-- Problem to work on --
Only one stretch of the records below should be repeated. It starts with the line containing "Where can the white tabletop" and goes on through the line containing "Where can the blackberry", exactly as written.

Saved entries:
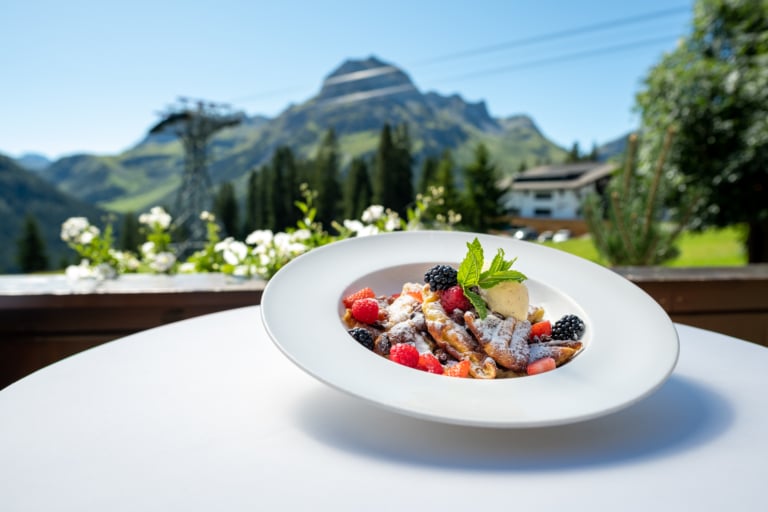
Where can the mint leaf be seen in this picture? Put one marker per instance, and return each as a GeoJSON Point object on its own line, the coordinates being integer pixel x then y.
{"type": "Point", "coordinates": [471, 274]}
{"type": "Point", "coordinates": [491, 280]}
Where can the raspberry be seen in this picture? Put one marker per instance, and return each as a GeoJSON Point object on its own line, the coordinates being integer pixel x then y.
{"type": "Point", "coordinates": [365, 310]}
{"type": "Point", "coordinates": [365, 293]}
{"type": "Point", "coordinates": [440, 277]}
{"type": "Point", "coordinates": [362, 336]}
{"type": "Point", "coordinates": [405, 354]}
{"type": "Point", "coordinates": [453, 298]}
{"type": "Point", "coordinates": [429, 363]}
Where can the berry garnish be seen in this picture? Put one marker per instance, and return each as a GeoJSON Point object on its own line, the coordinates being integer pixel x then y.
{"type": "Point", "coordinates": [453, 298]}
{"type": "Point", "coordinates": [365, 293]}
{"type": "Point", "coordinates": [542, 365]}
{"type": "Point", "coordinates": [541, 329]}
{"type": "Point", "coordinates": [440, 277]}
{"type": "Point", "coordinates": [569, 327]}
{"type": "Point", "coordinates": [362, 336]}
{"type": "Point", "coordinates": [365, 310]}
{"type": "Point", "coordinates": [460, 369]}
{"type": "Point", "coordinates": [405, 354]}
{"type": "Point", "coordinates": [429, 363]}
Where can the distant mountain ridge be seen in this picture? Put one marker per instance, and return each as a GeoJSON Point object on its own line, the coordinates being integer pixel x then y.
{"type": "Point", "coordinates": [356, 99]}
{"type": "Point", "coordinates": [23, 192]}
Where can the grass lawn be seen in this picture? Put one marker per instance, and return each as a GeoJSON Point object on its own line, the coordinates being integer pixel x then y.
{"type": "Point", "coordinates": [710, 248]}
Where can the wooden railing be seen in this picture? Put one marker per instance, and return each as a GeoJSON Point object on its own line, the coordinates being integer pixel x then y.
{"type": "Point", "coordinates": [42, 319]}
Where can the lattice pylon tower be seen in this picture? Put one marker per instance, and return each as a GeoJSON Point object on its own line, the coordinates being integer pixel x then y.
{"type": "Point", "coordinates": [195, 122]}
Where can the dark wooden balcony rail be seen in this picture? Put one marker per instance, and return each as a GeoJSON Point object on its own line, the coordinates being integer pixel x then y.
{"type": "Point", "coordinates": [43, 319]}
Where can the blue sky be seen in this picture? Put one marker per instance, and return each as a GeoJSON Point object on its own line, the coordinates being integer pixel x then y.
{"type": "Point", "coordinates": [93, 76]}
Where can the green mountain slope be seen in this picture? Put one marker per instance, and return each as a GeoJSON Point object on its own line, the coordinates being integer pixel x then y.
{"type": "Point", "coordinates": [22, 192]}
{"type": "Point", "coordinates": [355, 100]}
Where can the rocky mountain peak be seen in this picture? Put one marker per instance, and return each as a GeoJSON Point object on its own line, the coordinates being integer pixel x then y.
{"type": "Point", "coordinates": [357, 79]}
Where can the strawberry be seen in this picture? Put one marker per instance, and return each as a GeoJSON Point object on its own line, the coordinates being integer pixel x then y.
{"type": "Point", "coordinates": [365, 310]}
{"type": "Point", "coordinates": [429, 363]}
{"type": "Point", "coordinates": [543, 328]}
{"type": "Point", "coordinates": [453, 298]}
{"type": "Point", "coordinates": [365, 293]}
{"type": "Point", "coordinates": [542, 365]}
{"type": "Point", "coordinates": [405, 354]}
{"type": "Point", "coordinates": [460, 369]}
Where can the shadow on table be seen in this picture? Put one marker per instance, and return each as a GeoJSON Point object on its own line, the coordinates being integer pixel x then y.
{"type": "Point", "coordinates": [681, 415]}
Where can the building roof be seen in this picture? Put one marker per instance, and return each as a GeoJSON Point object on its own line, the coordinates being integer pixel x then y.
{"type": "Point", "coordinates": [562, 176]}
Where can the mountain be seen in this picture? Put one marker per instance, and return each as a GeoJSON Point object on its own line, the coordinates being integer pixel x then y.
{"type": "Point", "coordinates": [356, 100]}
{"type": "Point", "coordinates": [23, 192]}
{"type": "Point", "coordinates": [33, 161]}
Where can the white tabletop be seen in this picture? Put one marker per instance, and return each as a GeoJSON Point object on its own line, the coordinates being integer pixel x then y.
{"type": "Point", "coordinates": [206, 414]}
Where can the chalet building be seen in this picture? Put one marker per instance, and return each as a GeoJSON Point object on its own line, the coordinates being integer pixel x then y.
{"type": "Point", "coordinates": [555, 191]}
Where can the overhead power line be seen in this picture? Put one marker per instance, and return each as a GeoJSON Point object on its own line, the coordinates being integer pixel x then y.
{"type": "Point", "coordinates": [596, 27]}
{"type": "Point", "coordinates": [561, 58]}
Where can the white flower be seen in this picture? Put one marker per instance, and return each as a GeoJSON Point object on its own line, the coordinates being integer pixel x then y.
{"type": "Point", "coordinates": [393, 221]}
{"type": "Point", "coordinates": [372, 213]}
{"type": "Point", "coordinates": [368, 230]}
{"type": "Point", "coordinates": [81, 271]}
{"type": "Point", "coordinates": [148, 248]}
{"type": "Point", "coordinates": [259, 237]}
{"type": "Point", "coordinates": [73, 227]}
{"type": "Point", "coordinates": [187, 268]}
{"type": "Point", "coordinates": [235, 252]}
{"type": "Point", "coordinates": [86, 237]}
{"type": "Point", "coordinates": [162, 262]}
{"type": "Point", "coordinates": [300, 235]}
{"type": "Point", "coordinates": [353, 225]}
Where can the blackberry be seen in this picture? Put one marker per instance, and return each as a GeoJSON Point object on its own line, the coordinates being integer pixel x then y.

==

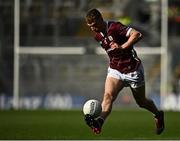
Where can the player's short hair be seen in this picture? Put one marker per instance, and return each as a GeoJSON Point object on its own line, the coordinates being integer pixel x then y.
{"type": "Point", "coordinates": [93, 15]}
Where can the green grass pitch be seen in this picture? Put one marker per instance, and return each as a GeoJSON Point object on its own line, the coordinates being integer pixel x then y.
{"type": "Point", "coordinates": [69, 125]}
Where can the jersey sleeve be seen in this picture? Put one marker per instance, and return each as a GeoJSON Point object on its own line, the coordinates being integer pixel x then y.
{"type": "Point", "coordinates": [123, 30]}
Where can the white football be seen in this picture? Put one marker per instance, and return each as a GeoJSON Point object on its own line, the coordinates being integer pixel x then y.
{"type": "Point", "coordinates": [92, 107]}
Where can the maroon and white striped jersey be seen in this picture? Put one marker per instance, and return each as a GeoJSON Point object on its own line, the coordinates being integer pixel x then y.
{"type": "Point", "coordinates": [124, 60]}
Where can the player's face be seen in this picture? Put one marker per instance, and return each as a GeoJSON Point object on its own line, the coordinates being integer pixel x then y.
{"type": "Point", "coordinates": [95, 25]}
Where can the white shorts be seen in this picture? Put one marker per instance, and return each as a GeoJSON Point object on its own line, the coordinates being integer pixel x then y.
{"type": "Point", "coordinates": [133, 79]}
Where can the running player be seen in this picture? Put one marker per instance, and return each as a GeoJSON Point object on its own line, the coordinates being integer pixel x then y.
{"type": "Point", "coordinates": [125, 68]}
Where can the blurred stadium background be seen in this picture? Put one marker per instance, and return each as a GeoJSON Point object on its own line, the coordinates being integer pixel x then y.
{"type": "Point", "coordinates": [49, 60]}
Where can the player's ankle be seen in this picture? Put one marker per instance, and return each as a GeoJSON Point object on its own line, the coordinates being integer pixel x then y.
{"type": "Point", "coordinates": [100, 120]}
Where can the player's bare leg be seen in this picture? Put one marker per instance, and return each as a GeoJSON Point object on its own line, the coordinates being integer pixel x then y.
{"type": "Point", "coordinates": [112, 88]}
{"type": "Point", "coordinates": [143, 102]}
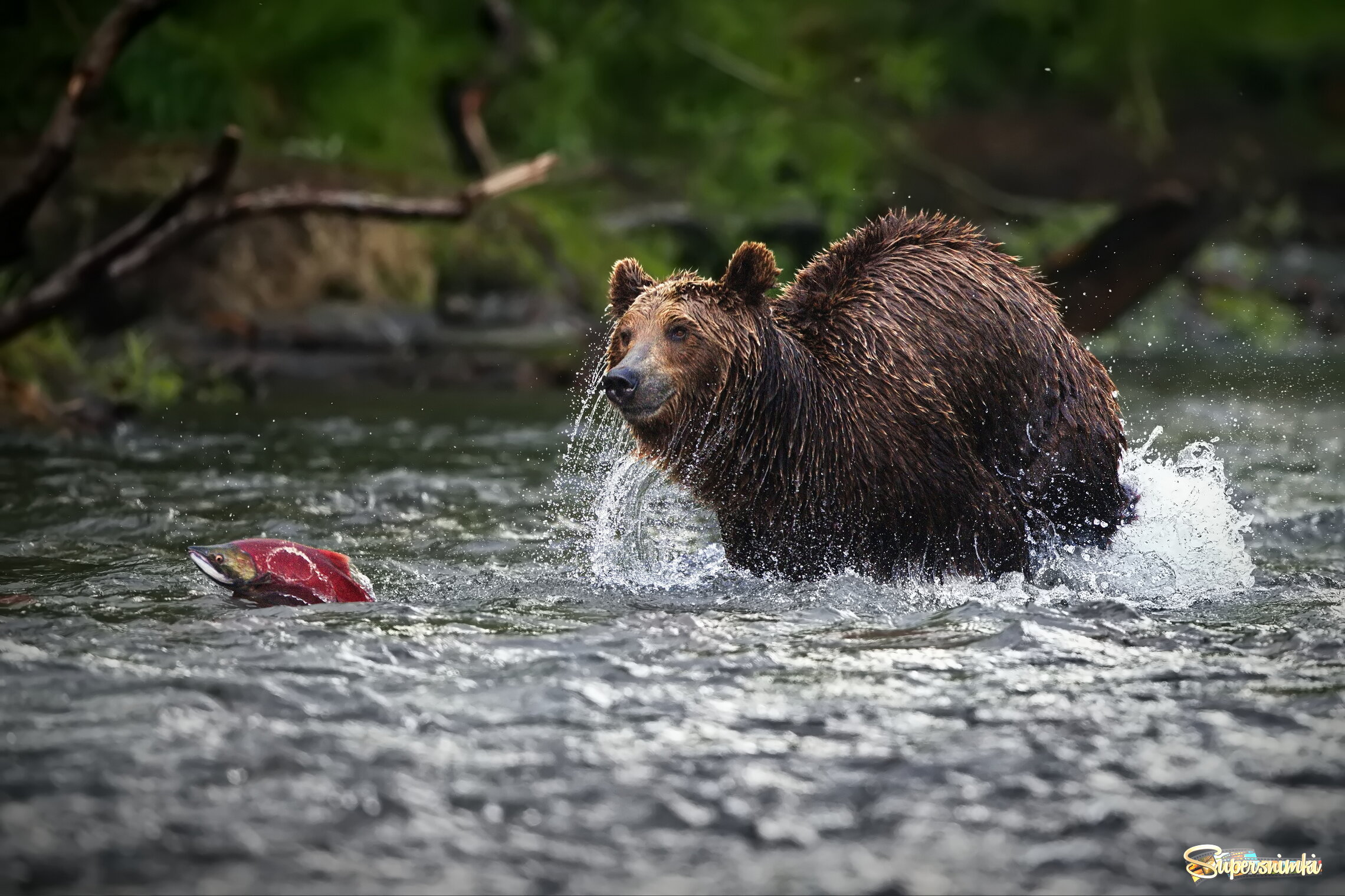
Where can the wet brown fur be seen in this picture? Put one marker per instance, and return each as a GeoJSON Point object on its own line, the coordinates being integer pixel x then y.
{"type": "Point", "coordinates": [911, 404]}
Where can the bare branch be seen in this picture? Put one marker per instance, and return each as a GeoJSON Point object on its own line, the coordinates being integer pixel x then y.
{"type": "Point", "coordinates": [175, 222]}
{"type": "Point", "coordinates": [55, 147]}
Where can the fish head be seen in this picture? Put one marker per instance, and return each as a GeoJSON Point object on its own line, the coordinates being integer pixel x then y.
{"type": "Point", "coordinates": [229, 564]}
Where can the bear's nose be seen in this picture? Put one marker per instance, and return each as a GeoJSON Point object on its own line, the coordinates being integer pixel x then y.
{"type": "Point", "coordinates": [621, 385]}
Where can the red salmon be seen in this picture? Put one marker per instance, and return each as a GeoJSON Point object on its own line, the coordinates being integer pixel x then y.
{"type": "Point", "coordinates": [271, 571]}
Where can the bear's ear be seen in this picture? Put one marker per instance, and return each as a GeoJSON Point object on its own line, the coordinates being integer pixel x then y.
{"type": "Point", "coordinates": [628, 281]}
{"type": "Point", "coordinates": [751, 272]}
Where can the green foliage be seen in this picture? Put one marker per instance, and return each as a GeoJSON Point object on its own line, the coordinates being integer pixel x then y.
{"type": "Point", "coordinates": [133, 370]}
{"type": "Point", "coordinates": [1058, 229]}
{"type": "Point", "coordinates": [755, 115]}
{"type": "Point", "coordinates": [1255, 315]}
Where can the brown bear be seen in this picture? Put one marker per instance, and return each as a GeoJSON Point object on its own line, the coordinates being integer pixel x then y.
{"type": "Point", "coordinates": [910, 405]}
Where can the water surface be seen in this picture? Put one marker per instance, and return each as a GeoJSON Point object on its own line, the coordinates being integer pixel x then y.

-- Solved problem --
Where can the white tabletop be seen in this picture? Put one marker per instance, and return each as a GeoJSON Point object on its own line, the coordinates being integer pixel x then y.
{"type": "Point", "coordinates": [206, 414]}
Where can the chalet building be seen in this picture? Put one marker per instance, and return each as a GeoJSON Point object on its own line, the coordinates being integer pixel x then y.
{"type": "Point", "coordinates": [555, 191]}
Where can the overhead power line be seen in this picture? Put one marker per instance, and return each as a GeoJSON Point object on its own line, the coordinates being integer pixel x then y.
{"type": "Point", "coordinates": [596, 27]}
{"type": "Point", "coordinates": [561, 58]}
Where can the white flower be seen in this picture? Put one marker per instance, and return each as a GeoJSON Point object on its own line, the coordinates being integer pixel x then y.
{"type": "Point", "coordinates": [393, 221]}
{"type": "Point", "coordinates": [372, 213]}
{"type": "Point", "coordinates": [368, 230]}
{"type": "Point", "coordinates": [81, 271]}
{"type": "Point", "coordinates": [148, 248]}
{"type": "Point", "coordinates": [259, 237]}
{"type": "Point", "coordinates": [73, 227]}
{"type": "Point", "coordinates": [187, 268]}
{"type": "Point", "coordinates": [235, 252]}
{"type": "Point", "coordinates": [86, 237]}
{"type": "Point", "coordinates": [162, 262]}
{"type": "Point", "coordinates": [300, 235]}
{"type": "Point", "coordinates": [353, 225]}
Where can the blackberry be seen in this picture? Put one marker per instance, and return each as a GeoJSON Point object on its own line, the coordinates being integer pixel x then y.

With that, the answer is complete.